Stated problem. Copy out the whole listing exactly as written, leaving the pictures behind.

Provided entries.
::::::
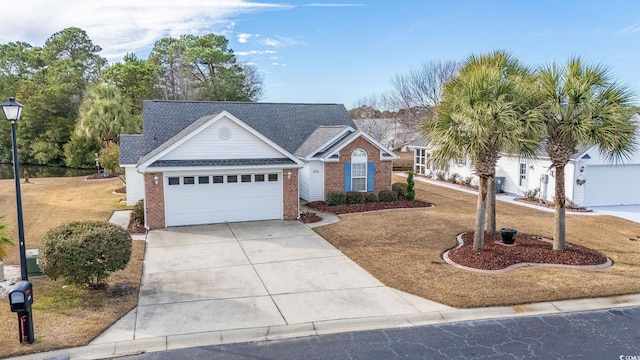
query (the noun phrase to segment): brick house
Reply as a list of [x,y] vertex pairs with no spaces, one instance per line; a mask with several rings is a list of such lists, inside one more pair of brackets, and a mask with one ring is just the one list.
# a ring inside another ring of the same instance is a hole
[[339,104],[145,101],[143,133],[120,138],[149,229],[297,219],[300,198],[391,188],[396,158]]

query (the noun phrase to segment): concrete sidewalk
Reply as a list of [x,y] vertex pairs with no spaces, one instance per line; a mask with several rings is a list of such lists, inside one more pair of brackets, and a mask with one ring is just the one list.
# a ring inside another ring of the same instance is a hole
[[626,306],[640,306],[640,294],[455,309],[384,286],[298,221],[190,226],[148,234],[137,309],[88,346],[19,359],[111,358]]
[[[402,177],[407,177],[406,174],[397,174],[397,175]],[[426,183],[441,186],[441,187],[446,187],[446,188],[457,190],[457,191],[466,192],[468,194],[474,194],[474,195],[478,194],[478,192],[474,189],[469,189],[464,186],[451,184],[444,181],[429,179],[423,176],[416,176],[414,177],[414,180],[420,181],[420,182],[426,182]],[[516,201],[515,198],[516,198],[515,196],[509,195],[509,194],[498,194],[498,196],[496,196],[497,201],[508,202],[511,204],[516,204],[518,206],[524,206],[531,209],[536,209],[539,211],[546,211],[546,212],[555,211],[554,208],[527,204],[522,201]],[[629,221],[640,223],[640,205],[594,206],[594,207],[591,207],[590,209],[592,210],[592,212],[567,211],[567,215],[579,215],[579,216],[610,215],[610,216],[615,216],[615,217],[619,217]]]

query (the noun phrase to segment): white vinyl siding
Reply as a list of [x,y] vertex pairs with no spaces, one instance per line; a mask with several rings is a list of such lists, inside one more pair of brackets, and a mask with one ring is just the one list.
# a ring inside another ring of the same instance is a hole
[[132,206],[144,198],[144,175],[135,166],[125,166],[124,174],[127,181],[127,206]]
[[[220,137],[221,132],[229,132],[228,139]],[[270,144],[242,128],[235,122],[222,118],[189,141],[179,145],[160,160],[208,160],[208,159],[259,159],[281,158],[282,153]]]
[[300,197],[306,201],[324,200],[324,163],[309,161],[300,169]]

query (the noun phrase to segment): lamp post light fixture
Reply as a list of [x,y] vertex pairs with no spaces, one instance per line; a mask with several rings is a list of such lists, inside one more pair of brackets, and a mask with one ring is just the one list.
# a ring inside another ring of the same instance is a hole
[[22,195],[20,194],[20,164],[18,160],[18,144],[16,140],[16,123],[22,116],[22,104],[16,102],[13,97],[3,103],[2,110],[4,116],[11,123],[11,142],[13,144],[13,177],[16,182],[16,207],[18,209],[18,242],[20,245],[20,274],[22,280],[29,280],[27,277],[27,252],[24,244],[24,223],[22,221]]
[[33,318],[31,316],[31,303],[33,302],[33,290],[27,276],[27,250],[24,243],[24,222],[22,220],[22,195],[20,193],[20,165],[18,159],[18,144],[16,137],[16,123],[20,120],[24,106],[16,102],[13,97],[9,101],[0,104],[4,116],[11,123],[11,142],[13,144],[13,178],[16,183],[16,209],[18,211],[18,242],[20,246],[20,275],[22,281],[9,293],[11,311],[18,313],[18,329],[20,342],[33,344]]

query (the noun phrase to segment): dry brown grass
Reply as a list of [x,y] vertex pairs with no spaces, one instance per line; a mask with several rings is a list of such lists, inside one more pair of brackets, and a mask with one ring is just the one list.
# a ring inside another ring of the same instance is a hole
[[[73,220],[107,220],[120,209],[123,195],[112,191],[121,187],[118,179],[83,181],[83,178],[32,179],[23,184],[23,212],[27,248],[37,248],[42,235],[52,227]],[[15,188],[12,180],[0,181],[0,206],[6,216],[7,235],[15,235]],[[17,241],[15,241],[17,243]],[[125,270],[112,274],[109,287],[91,291],[65,286],[62,281],[32,277],[34,286],[33,322],[36,342],[21,345],[18,320],[6,299],[0,306],[0,358],[39,353],[85,345],[137,305],[144,241],[134,241],[131,261]],[[18,248],[12,247],[7,263],[18,263]],[[122,296],[114,289],[126,286]]]
[[[403,181],[395,177],[394,181]],[[483,274],[448,265],[442,253],[471,231],[476,196],[416,182],[416,199],[435,207],[342,215],[316,231],[388,286],[458,308],[640,293],[640,224],[611,216],[567,215],[567,240],[613,260],[601,270],[520,268]],[[498,201],[497,224],[553,236],[553,214]]]
[[[74,220],[108,220],[113,210],[123,208],[124,194],[112,192],[122,187],[117,178],[89,180],[84,177],[31,178],[21,184],[24,234],[27,249],[37,249],[51,228]],[[9,247],[5,264],[20,263],[13,180],[0,180],[0,215],[4,215],[7,235],[16,246]]]

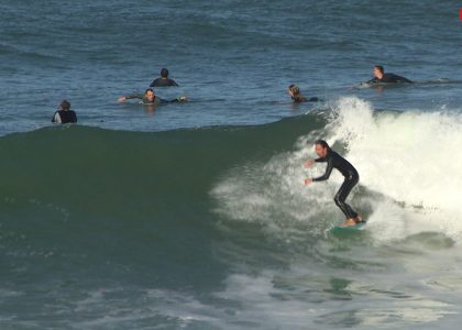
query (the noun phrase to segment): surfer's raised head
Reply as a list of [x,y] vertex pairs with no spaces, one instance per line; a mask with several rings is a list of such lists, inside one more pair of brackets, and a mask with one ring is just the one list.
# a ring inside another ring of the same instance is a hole
[[161,70],[161,77],[162,78],[168,78],[168,70],[164,67]]
[[330,146],[324,140],[316,140],[315,151],[319,157],[323,158],[327,156],[328,152],[330,151]]
[[375,65],[372,69],[372,74],[375,78],[382,79],[382,77],[384,76],[384,67],[382,65]]

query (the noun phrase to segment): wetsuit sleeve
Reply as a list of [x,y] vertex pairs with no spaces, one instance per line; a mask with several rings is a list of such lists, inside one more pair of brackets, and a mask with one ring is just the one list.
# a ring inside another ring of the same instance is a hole
[[[319,160],[324,160],[324,161],[319,161]],[[315,162],[326,162],[326,158],[318,158],[315,160]],[[333,169],[333,162],[332,160],[329,160],[328,162],[328,166],[326,167],[326,173],[323,175],[321,175],[320,177],[316,177],[312,178],[314,182],[324,182],[330,177],[330,174],[332,173]]]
::::::
Task result.
query (the noun phrase to segment): brick house
Reply as a list of [x,y] vertex pairs with no spaces, one instance per line; a mask with several rings is a list of such lists, inside one more pair of brackets, and a mask with one ring is just the one list.
# a ring inside another ring of the same instance is a hole
[[339,104],[145,101],[143,133],[120,138],[149,229],[297,219],[300,198],[391,188],[396,158]]

query (the noun phrase to segment): concrete sidewalk
Reply as a list of [x,y] vertex pairs with no spaces, one instance per line; a mask with several rings is a list of such lists, inside one more pair of brackets, and a mask with one ring is just the one list.
# a ring inside another ring of the same instance is a hole
[[626,306],[640,306],[640,294],[455,309],[384,286],[298,221],[190,226],[148,234],[137,309],[88,346],[19,359],[111,358]]
[[[402,177],[407,177],[406,174],[397,174],[397,175]],[[426,183],[441,186],[441,187],[446,187],[446,188],[457,190],[457,191],[466,192],[468,194],[474,194],[474,195],[478,194],[478,192],[474,189],[469,189],[464,186],[451,184],[444,181],[429,179],[423,176],[416,176],[414,177],[414,180],[420,181],[420,182],[426,182]],[[516,201],[515,198],[516,198],[515,196],[509,195],[509,194],[498,194],[498,196],[496,196],[497,201],[508,202],[511,204],[516,204],[518,206],[524,206],[531,209],[536,209],[539,211],[546,211],[546,212],[555,211],[554,208],[527,204],[522,201]],[[629,221],[640,223],[640,205],[594,206],[594,207],[591,207],[590,209],[592,210],[592,212],[567,211],[567,215],[579,215],[579,216],[610,215],[610,216],[615,216],[615,217],[619,217]]]

query (the noun phrase to segment): white vinyl siding
Reply as a list of [x,y] vertex pairs with no spaces, one instance per line; a mask with several rings is a list of such lists, inside one more pair of brackets, and a mask with one ring is just the one list.
# a ring inside another ring of the same instance is a hole
[[132,206],[144,198],[144,175],[135,166],[125,166],[124,174],[127,181],[127,206]]
[[[220,137],[221,132],[229,132],[228,139]],[[270,144],[242,128],[235,122],[222,118],[189,141],[179,145],[160,160],[208,160],[208,159],[259,159],[281,158],[282,153]]]
[[300,197],[306,201],[324,200],[324,163],[309,161],[300,169]]

query (the noun phrase to segment): lamp post light fixture
Reply as a list of [x,y] vertex pairs with no spaces, one instance per line; a mask with several rings is a list of such lists, inside one more pair of brackets, and a mask with one ring is just the one list.
# a ring inside another ring of the same instance is a hole
[[22,195],[20,194],[20,164],[18,160],[18,144],[16,140],[16,123],[22,116],[22,104],[16,102],[13,97],[3,103],[2,110],[4,116],[11,123],[11,142],[13,144],[13,177],[16,182],[16,207],[18,209],[18,242],[20,245],[20,274],[22,280],[29,280],[27,277],[27,252],[24,244],[24,223],[22,221]]
[[33,318],[31,316],[31,303],[33,302],[33,290],[27,276],[27,250],[24,243],[24,222],[22,220],[22,195],[20,193],[20,165],[18,159],[18,144],[16,137],[16,123],[20,120],[24,106],[16,102],[13,97],[9,101],[0,104],[4,116],[11,123],[11,142],[13,144],[13,178],[16,183],[16,209],[18,211],[18,242],[20,246],[20,275],[22,281],[9,293],[11,311],[18,313],[18,329],[20,342],[33,344]]

query (the noun phrase to segment): dry brown grass
Reply as a list of [x,y] vertex pairs with no spaces, one instance per line; a mask with several rings is a list of such lists, inside one more pair of brackets, and a mask with one ring is just the one list.
# a ring inside another ring of the same instance is a hole
[[[73,220],[107,220],[120,209],[123,195],[112,191],[121,187],[118,179],[83,181],[83,178],[32,179],[23,184],[23,212],[27,248],[37,248],[42,235],[52,227]],[[15,188],[12,180],[0,181],[0,206],[6,216],[7,235],[15,235]],[[17,241],[15,241],[17,243]],[[125,270],[112,274],[109,287],[91,291],[65,286],[62,281],[32,277],[34,286],[33,322],[36,342],[21,345],[18,320],[6,299],[0,306],[0,358],[39,353],[85,345],[137,305],[144,241],[134,241],[131,261]],[[18,248],[12,247],[7,263],[18,263]],[[122,296],[114,289],[126,286]]]
[[[403,181],[395,177],[394,181]],[[483,274],[448,265],[442,253],[471,231],[476,196],[416,182],[416,199],[435,207],[342,215],[316,231],[388,286],[458,308],[640,293],[640,224],[611,216],[567,215],[567,240],[613,260],[601,270],[520,268]],[[498,201],[497,224],[553,236],[553,214]]]
[[[74,220],[108,220],[113,210],[123,208],[124,194],[112,192],[122,187],[117,178],[89,180],[84,177],[31,178],[21,184],[24,234],[27,249],[37,249],[51,228]],[[9,247],[5,264],[20,263],[13,180],[0,180],[0,215],[4,215],[7,235],[16,246]]]

query (the noun phrase to segment): surfer's raised head
Reply as a list of [x,y] vertex pairs with no spaces, one instance per line; a mask with several rings is a list of such lists, inside one more pair of brackets, and a mask with one ring is just the one list.
# a ring inside another ring of the same instance is a hole
[[161,70],[161,77],[162,78],[168,78],[168,70],[164,67]]
[[330,146],[324,140],[316,140],[315,151],[319,157],[323,158],[327,156],[328,152],[330,151]]
[[375,65],[372,69],[372,74],[375,78],[382,79],[382,77],[384,76],[384,67],[382,65]]

query (the noun phrase to segment): wetsuit sleeve
Reply as a list of [x,y] vertex pairs with no spaces, one instance per line; a mask with several rings is a list of such lists, inside one more pair of brackets, and a mask with one ring is just the one list.
# a ring inside another ring of the same instance is a hole
[[[319,160],[324,160],[324,161],[319,161]],[[315,162],[326,162],[326,158],[318,158],[315,160]],[[333,169],[333,162],[332,160],[329,160],[328,162],[328,166],[326,167],[326,173],[323,175],[321,175],[320,177],[316,177],[312,178],[314,182],[324,182],[330,177],[330,174],[332,173]]]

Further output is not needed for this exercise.